** CHALLENGE **
Could you print, word for word, the part of the entries below that opens with the line containing "out the textured" and closes with the line containing "[(455, 137)]", both of those lines included?

[start PROVIDED MATERIAL]

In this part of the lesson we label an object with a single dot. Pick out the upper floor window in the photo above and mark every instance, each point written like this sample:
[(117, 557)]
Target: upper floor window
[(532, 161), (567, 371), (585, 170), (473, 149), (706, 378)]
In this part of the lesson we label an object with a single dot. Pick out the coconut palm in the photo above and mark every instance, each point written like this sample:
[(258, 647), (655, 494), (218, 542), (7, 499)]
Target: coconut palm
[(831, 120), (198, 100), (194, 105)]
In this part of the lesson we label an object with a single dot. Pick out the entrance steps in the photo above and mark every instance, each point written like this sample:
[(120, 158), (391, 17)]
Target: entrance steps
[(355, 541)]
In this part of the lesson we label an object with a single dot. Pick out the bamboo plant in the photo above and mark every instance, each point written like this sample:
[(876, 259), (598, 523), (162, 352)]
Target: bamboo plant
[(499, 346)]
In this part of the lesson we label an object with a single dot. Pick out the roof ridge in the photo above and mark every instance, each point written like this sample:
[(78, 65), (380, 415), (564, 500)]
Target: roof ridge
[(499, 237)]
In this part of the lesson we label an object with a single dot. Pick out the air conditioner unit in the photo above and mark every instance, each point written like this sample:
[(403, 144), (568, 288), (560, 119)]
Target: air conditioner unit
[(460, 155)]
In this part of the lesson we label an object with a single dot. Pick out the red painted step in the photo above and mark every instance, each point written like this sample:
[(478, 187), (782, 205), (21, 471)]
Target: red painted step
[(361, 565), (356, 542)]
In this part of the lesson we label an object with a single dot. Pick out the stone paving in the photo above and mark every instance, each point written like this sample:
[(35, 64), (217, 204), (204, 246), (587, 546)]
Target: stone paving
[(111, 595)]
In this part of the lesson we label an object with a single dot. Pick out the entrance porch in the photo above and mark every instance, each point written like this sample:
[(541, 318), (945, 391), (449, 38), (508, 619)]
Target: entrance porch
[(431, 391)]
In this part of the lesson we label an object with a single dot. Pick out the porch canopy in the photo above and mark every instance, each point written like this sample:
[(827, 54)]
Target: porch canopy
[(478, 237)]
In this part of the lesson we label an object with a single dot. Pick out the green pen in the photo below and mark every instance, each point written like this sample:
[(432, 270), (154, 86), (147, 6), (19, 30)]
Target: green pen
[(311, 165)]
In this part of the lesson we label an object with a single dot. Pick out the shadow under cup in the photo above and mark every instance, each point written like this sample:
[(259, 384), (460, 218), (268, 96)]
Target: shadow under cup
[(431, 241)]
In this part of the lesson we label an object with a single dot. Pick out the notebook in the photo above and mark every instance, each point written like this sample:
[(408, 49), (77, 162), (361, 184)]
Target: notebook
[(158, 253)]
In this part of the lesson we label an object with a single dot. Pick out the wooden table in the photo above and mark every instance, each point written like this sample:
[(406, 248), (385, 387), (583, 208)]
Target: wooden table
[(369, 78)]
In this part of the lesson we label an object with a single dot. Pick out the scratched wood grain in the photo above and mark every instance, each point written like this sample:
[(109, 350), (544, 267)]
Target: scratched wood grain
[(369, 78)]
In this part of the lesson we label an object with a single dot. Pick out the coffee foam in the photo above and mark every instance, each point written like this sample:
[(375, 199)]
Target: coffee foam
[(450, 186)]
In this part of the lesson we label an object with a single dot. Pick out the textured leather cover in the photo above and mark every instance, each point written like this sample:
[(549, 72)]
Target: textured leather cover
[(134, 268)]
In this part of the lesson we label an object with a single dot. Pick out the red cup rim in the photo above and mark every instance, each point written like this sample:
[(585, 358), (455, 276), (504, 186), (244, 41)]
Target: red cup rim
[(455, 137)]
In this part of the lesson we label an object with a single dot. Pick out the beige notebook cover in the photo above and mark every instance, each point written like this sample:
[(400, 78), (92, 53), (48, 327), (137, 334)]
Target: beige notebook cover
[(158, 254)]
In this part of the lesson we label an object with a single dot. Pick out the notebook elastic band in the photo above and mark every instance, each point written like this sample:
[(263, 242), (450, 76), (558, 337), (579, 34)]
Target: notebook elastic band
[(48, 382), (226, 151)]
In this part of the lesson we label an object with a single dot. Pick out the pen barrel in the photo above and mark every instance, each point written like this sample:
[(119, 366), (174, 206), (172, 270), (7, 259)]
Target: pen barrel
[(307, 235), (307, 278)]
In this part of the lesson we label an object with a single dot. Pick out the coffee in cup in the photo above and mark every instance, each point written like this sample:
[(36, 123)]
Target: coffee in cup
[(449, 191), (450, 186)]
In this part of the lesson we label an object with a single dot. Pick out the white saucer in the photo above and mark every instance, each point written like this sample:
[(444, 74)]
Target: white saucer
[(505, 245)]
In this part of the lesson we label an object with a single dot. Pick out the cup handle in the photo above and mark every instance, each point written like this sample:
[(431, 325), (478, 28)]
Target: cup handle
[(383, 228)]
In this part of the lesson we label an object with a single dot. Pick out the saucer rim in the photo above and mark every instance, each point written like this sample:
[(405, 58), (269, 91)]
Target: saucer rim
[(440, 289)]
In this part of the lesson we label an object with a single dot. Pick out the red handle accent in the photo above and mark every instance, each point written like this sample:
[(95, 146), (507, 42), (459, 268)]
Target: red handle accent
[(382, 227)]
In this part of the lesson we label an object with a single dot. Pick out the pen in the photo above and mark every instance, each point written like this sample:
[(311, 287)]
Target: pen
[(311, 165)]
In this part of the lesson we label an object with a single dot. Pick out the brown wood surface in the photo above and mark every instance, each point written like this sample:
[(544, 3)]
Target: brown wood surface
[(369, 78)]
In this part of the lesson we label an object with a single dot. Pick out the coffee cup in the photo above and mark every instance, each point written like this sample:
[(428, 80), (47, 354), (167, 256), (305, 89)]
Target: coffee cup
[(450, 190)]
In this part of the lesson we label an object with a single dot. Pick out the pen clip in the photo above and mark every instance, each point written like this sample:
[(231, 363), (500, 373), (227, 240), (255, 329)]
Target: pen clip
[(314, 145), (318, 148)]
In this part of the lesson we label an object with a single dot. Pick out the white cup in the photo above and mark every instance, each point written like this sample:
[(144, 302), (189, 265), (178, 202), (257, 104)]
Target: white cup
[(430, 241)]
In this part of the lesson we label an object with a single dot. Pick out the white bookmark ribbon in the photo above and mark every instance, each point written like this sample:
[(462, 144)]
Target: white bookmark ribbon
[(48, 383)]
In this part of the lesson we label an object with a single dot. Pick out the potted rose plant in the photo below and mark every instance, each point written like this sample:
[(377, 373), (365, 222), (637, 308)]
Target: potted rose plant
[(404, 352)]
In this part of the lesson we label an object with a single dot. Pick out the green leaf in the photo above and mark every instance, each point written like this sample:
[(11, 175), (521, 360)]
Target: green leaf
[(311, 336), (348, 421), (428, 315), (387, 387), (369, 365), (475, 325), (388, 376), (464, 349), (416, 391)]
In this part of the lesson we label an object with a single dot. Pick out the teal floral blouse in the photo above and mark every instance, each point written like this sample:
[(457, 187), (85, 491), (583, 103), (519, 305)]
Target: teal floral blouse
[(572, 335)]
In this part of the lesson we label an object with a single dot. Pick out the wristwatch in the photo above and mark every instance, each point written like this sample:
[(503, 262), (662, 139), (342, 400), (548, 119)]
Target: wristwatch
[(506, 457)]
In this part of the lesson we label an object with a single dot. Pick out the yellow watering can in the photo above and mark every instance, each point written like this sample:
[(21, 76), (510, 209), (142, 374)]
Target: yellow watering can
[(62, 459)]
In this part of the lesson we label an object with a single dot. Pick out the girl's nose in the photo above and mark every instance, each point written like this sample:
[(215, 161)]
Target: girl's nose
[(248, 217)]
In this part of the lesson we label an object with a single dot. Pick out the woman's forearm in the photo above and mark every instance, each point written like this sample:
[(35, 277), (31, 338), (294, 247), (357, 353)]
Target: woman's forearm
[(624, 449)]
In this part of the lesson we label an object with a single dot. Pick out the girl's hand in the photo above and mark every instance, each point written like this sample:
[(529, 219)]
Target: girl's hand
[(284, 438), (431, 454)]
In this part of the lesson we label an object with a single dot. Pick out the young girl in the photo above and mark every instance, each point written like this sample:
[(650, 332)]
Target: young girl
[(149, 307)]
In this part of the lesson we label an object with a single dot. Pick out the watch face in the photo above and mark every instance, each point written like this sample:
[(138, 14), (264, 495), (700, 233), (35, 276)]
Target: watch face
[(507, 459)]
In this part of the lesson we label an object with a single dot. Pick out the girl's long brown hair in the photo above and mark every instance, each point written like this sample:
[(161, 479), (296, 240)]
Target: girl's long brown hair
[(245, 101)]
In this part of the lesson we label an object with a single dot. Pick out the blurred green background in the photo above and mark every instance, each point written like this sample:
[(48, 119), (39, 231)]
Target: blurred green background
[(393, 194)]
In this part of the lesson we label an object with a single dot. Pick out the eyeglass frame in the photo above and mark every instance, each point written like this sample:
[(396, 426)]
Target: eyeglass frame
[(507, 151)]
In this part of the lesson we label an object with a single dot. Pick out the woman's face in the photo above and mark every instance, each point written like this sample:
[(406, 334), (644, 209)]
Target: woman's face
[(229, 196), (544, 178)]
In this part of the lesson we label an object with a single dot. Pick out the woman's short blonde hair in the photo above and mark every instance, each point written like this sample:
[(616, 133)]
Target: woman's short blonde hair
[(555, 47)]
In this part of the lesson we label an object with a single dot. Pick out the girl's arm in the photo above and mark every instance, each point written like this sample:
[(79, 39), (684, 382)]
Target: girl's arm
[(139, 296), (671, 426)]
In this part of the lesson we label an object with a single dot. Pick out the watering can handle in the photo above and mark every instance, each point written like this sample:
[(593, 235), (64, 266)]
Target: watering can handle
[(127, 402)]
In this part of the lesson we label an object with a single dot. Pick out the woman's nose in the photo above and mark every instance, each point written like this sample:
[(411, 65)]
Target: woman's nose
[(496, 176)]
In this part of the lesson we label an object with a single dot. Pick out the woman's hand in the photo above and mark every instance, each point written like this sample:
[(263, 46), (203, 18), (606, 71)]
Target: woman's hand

[end PROVIDED MATERIAL]

** EXERCISE OUTPUT **
In this part of the lesson we label an object with a single dot. Pick out the textured leather cover in the photo above and mark every instance, each point written like this sample:
[(549, 72)]
Target: textured leather cover
[(134, 268)]
In this part of the lesson we label an object with a single dot. Pick out the red cup rim in the photo above and mark every instance, each point written like this sample:
[(585, 358), (455, 276), (504, 186), (244, 41)]
Target: red cup rim
[(455, 137)]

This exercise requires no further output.